British infantryman (1789–1874)

Shadrack Byfield (sometimes Shadrach, 1789–1874) was a British infantryman who served in the 41st Regiment of Foot during the War of 1812. He is best known as the author of a memoir of his wartime experiences, A Narrative of a Light Company Soldier's Service, published in his hometown of Bradford-on-Avon in England in 1840. This work is notable as one of the few accounts of the conflict penned by a rank-and-file British soldier.

==Early life and military service==
Born in Woolley, a suburb of Bradford-on-Avon to a family of weavers in 1789, Byfield enlisted in the Wiltshire Militia in 1807 at the age of eighteen. Two years later, he volunteered to join the 41st Regiment of Foot and was sent to join the regiment in British North America, serving in Lower Canada and at Fort George in modern-day Niagara-on-the-Lake prior to the outbreak of war.

As a private in the 41st, Byfield saw action during the War of 1812 between the United Kingdom and the United States. In the conflict's western theatre, he served at the Siege of Detroit and the Battle of Frenchtown, where he was wounded in the shoulder, as well as at the Siege of Fort Meigs and the Battle of Fort Stephenson. Byfield narrowly escaped capture after the British defeat at the Battle of the Thames and later rejoined elements of his regiment in the Niagara Peninsula. Byfield participated in the Capture of Fort Niagara and the Battle of Lundy's Lane, but his left arm was shattered by a musket ball at the Battle of Conjocta Creek, an unsuccessful British raid on 3 August 1814 preceding the Siege of Fort Erie. Byfield's forearm was subsequently amputated and he was invalided back to England, where he was awarded a pension from the Royal Hospital Chelsea in 1815.

» **Data section**:
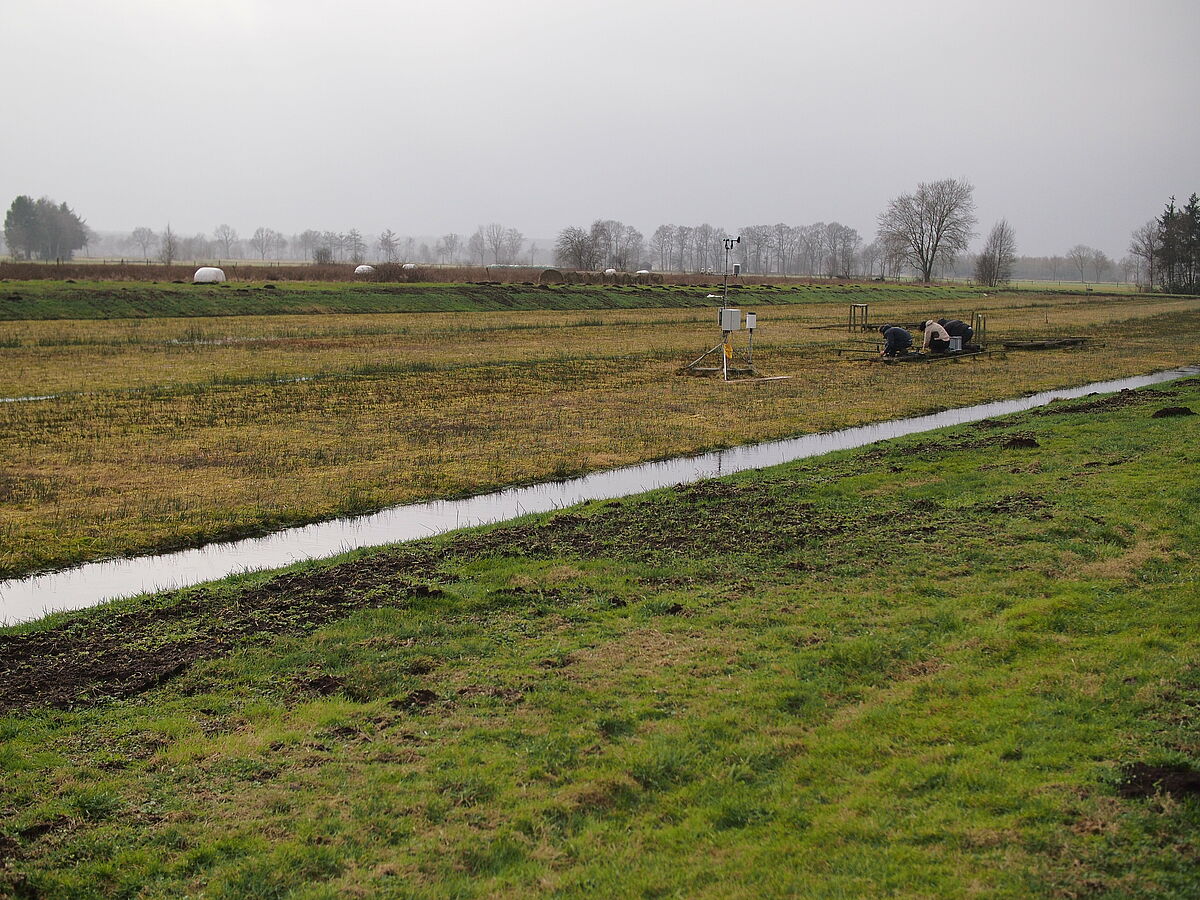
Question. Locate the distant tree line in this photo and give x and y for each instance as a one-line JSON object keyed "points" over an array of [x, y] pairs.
{"points": [[43, 229], [1168, 249], [492, 244], [924, 233]]}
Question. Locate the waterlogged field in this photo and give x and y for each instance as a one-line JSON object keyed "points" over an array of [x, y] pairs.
{"points": [[165, 432], [961, 664]]}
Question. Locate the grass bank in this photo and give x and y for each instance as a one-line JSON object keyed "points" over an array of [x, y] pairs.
{"points": [[952, 665]]}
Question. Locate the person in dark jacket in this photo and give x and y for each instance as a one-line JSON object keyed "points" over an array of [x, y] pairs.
{"points": [[895, 340], [957, 328]]}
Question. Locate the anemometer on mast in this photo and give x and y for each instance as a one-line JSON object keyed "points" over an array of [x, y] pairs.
{"points": [[730, 319]]}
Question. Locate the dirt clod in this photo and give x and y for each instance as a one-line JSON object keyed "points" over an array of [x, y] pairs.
{"points": [[417, 700], [1140, 780], [323, 684]]}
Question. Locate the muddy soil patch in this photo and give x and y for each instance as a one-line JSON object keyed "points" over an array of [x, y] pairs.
{"points": [[1120, 400], [1171, 412], [113, 657]]}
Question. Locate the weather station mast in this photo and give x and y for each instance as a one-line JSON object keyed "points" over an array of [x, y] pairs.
{"points": [[731, 322]]}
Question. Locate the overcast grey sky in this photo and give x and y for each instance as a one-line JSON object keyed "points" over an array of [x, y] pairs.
{"points": [[1074, 119]]}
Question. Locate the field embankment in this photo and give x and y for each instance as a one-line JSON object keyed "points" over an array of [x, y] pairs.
{"points": [[958, 664], [119, 300]]}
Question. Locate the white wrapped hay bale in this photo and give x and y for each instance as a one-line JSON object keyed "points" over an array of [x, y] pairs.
{"points": [[208, 275]]}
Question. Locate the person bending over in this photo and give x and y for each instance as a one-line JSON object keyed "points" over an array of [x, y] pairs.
{"points": [[937, 339], [958, 328], [895, 340]]}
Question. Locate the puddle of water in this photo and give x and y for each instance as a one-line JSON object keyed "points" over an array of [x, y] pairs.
{"points": [[24, 599]]}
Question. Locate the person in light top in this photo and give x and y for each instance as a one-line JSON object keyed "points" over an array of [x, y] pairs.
{"points": [[937, 339]]}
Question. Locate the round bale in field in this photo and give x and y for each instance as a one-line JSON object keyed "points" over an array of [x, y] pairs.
{"points": [[208, 275]]}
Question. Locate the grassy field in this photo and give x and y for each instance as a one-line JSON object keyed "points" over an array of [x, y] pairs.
{"points": [[113, 300], [963, 664], [172, 431]]}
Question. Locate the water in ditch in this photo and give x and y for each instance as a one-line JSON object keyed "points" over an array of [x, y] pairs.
{"points": [[24, 599]]}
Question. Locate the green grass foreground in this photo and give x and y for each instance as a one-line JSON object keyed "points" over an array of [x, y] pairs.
{"points": [[923, 669]]}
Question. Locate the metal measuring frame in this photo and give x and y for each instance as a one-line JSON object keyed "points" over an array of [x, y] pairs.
{"points": [[979, 327], [859, 319]]}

» **Activities**:
a. According to the Shadrack Byfield text, why is Byfield's memoir notable? Answer in one to three sentences.
b. Can you pick up the text on Shadrack Byfield after its final sentence and carry it forward?
The lines have no connection to the Shadrack Byfield text.

» **Outputs in order**:
a. Byfield's memoir, A Narrative of a Light Company Soldier's Service, is notable because it is one of the few accounts of the War of 1812 written by a rank-and-file British soldier.

b.
==Later life==
Byfield returned to Bradford on Avon and married but was prevented from working at his trade because he required use of both hands to operate a loom. However, according to his memoirs, a design for an "instrument" came to him one night in a dream. This contraption enabled him to work at a loom with just one arm, allowing him to provide for his family. Byfield also campaigned for a higher military pension, eventually succeeding with the aid of William Napier and Lord FitzRoy Somerset.

Byfield published a narrative of his wartime experiences in 1840 and completed another autobiography, entitled History and Conversion of a British Soldier, in 1851. The second memoir details Byfield's post-military life, including his spiritual experiences and struggles with poverty; only one copy is known to exist. No copies of a third and final memoir written by Byfield, The Forlorn Hope, appear to have survived.

Byfield served as the first keeper of the Lord Edward Somerset Monument at Hawkesbury Upton in Gloucestershire, which was completed in 1845. However, the veteran was dismissed from the post in 1853 after becoming embroiled in a bitter feud for control of a local Baptist chapel.

Although some sources claim that Byfield died c. 1850, more recent research has revealed that Byfield died on 17 January 1874 in Bradford on Avon, aged 84.

==Significance==
Shadrack Byfield's Narrative provides a rare common soldier's perspective of the War of 1812, and as such his account is considered to be an important source for studying the conflict.
Byfield has often been portrayed as the archetypical 1812-era British soldier by modern historians. John Gellner, who edited Byfield's memoir in 1963, asserted that his story "could have been told by any one of those humble, patient, iron-hard British regulars who more than made up in discipline, training and bravery for their lack of numbers."

Byfield's 1840 account is frequently referenced in secondary histories of the war, including in Pierre Berton's popular histories The Invasion of Canada and Flames Across the Border. The veteran's story has also been featured in museum exhibits (for example, at Old Fort Erie) and in documentaries on the War of 1812, including Canada: A People's History (2000) and PBS's The War of 1812 (2011).

Byfield was the protagonist in a 1985 children's novel, Redcoat, by Canadian author Gregory Sass, which presents a heavily fictionalised account of his military experiences.